▶ **WHAT IS REQUIRED**
Pull out every one of the records below and copy each one word for word, one record per line.

────

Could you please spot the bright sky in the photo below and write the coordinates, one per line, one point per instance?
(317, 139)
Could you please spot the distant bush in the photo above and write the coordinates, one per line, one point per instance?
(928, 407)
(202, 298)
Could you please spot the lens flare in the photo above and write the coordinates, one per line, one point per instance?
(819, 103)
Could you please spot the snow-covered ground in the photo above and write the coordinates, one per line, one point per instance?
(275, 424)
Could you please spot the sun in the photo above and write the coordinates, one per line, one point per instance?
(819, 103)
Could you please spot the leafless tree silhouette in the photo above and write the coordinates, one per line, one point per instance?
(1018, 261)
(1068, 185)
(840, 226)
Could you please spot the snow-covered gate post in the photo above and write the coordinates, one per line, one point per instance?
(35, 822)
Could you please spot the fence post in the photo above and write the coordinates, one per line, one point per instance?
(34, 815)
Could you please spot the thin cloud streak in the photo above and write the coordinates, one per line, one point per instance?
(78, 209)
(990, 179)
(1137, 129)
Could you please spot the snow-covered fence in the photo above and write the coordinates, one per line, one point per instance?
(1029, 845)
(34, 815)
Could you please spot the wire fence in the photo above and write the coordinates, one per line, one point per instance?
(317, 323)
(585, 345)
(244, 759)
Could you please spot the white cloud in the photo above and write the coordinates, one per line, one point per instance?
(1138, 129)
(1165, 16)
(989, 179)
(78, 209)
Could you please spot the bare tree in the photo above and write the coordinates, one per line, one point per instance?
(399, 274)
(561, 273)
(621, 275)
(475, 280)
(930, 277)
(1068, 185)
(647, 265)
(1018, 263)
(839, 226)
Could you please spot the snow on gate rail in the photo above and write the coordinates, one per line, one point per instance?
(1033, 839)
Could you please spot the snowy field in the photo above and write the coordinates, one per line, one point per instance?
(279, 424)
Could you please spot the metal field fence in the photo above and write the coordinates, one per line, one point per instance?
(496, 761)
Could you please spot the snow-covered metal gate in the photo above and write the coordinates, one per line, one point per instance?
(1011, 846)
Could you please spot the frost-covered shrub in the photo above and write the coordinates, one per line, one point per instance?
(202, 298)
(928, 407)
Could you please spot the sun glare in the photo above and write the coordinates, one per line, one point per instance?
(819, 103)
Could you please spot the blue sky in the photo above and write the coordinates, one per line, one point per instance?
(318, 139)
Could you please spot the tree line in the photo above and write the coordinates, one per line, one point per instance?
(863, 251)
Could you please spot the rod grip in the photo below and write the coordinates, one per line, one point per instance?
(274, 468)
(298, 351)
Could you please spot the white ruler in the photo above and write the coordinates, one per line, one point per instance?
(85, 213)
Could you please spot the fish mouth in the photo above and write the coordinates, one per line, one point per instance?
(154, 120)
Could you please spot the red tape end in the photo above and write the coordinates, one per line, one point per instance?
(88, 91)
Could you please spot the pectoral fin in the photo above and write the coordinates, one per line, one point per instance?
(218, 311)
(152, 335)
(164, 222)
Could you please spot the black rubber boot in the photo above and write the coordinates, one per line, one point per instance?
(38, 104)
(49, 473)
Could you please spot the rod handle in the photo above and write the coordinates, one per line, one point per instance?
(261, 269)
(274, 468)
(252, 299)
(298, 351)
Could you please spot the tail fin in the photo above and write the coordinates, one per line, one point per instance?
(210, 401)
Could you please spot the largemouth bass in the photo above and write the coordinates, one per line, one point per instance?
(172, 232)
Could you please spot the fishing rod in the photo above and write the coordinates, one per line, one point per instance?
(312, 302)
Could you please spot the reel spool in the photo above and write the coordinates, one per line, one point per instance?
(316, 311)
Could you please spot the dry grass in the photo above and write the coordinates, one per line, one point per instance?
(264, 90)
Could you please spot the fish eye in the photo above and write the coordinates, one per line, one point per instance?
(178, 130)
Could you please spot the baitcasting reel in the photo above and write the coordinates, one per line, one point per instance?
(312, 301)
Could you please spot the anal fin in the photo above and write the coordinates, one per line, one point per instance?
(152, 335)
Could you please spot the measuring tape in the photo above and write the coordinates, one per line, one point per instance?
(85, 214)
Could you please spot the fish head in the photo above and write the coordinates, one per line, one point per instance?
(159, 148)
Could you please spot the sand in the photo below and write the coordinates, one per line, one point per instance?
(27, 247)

────

▶ **THE RESULT**
Could you please spot the bright sky in the photo below and write the coordinates, one per line, one point per instance?
(317, 139)
Could you please spot the distant bush in the photo above and write the coordinates, one per line, one point per instance?
(928, 407)
(202, 298)
Could you please spot the lens flare in the photo above and write the coordinates, one per line, one point per instance?
(819, 103)
Could you please spot the snow-covered ground in the photo above and write the coordinates, one per line, one point per instance?
(275, 424)
Could you please spot the sun in the photo above and write the coordinates, one per line, one point per instance?
(819, 103)
Could you please spot the leafless tree silhouette in the photo above and write the coordinates, one per line, one point per instance?
(1018, 261)
(1068, 185)
(840, 226)
Could you please spot the snow-covered gate post in the photo above and write the coordinates, one per line, one point per instance?
(35, 822)
Could you please spot the fence post in the photo above and write the coordinates, one per line, one point per instance?
(34, 815)
Could you please spot the thin cloud streak in the photo above and write the coordinates, one per line, one point per instance?
(78, 209)
(990, 179)
(1137, 129)
Could you please spot the snow-covered fence in the photo above and write the coordinates, one per line, one point per instance?
(1029, 845)
(34, 815)
Could you please spot the wire fence in the photo above and write the coordinates, one per line, one point per instance?
(317, 323)
(585, 345)
(244, 759)
Could you please spot the white cloud in the photo above and write the coordinates, one per line, one point per instance?
(1138, 129)
(1165, 16)
(989, 179)
(78, 209)
Could you please spot the bare tree in the photo above and write the coordinates, one per line, one point per instance?
(399, 274)
(561, 273)
(621, 275)
(475, 280)
(930, 277)
(1068, 185)
(647, 265)
(1018, 263)
(839, 226)
Could you please spot the snow on gate rail in the photo above and write the coordinates, one per line, one point per instance?
(1033, 839)
Could you please spot the snowy field in the photo above and write the coordinates, one per line, one point per instance?
(279, 424)
Could you please spot the metal field fence in the photo above and write the coordinates, one per line, one point per instance?
(496, 761)
Could you please spot the snow-covered metal gate in the photo above and write the coordinates, one per line, one point per instance?
(1011, 846)
Could you please spot the frost-covered shrub in the photo above and write the coordinates, one per line, one point per instance?
(202, 298)
(928, 407)
Could you please spot the sun glare in the photo above and write the coordinates, one per line, one point per instance?
(819, 103)
Could you please spot the blue sky in the photo above and write the coordinates, one per line, one point per instance?
(318, 139)
Could you please spot the tree line in the photo above and write the coordinates, one per line, one point per instance?
(863, 251)
Could you please spot the rod grip in the photo below and write the coordinates, one per line, one point per instance?
(274, 468)
(298, 351)
Could you please spot the white ruler in the photo above and write the coordinates, one per line, one point per instance?
(85, 213)
Could you please spot the fish mouth in the photo above and write the coordinates, one per line, one point per instance?
(154, 120)
Could you please spot the red tape end in the photo above and write the coordinates, one per line, one point per instance?
(88, 91)
Could you please spot the pectoral fin in the photo above and write the coordinates, one per line, one point per instance?
(218, 311)
(152, 335)
(164, 222)
Could you please spot the black rubber boot in the photo above and write the coordinates, one per line, one point per instance?
(38, 104)
(49, 473)
Could you please spot the rod handle in the photo above and write the coordinates, one per line, one point per instance?
(261, 269)
(274, 468)
(252, 299)
(298, 351)
Could you please spot the tail fin in the photo above and write the coordinates, one per line, one point per instance?
(210, 401)
Could you please spot the largemouth bass in the photo above and write the coordinates, one per line, one point per instance?
(172, 232)
Could you please spot the fishing rod in the photo above and write the coordinates, one per line, one point per instance?
(312, 302)
Could you please spot the reel spool in the photo above and write the coordinates, one per line, one point per instance?
(316, 311)
Could you please spot the dry grass in the photo above and write the coordinates, one per line, one point per instance?
(264, 90)
Could you please spot the fish eye in the photo above and write the coordinates, one per line, one point per instance?
(178, 130)
Could you please spot the baitcasting reel in the photo above and write the coordinates, one per line, one point per instance?
(312, 301)
Could you please spot the anal fin in the photo above and write the coordinates, one per line, one point per instance?
(152, 335)
Could you please spot the measuring tape in the photo above and write the coordinates, one per line, one point per instance?
(85, 214)
Could you please spot the fish head in the photo above and write the coordinates, one per line, one point per instance?
(159, 148)
Could you please spot the sand in the photo below and write the coordinates, one per line, one point per instance?
(27, 247)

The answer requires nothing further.